**Directions:** Determine how many lines in the listing contain the string "query". Only that number goes in the answer.

**Available records:**
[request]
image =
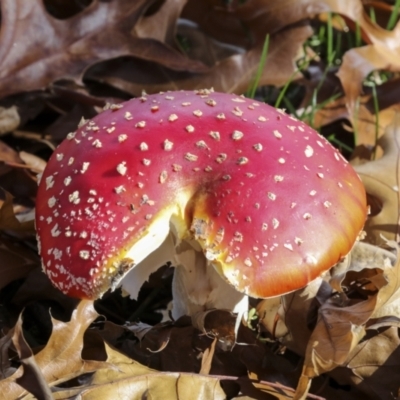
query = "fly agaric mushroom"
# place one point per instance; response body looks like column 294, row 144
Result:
column 254, row 199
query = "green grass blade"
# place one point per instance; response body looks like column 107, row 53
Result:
column 252, row 90
column 393, row 16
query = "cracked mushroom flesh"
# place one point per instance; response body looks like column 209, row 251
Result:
column 270, row 202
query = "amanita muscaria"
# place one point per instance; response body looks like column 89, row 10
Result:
column 215, row 182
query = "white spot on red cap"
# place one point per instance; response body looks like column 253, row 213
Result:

**Answer:** 5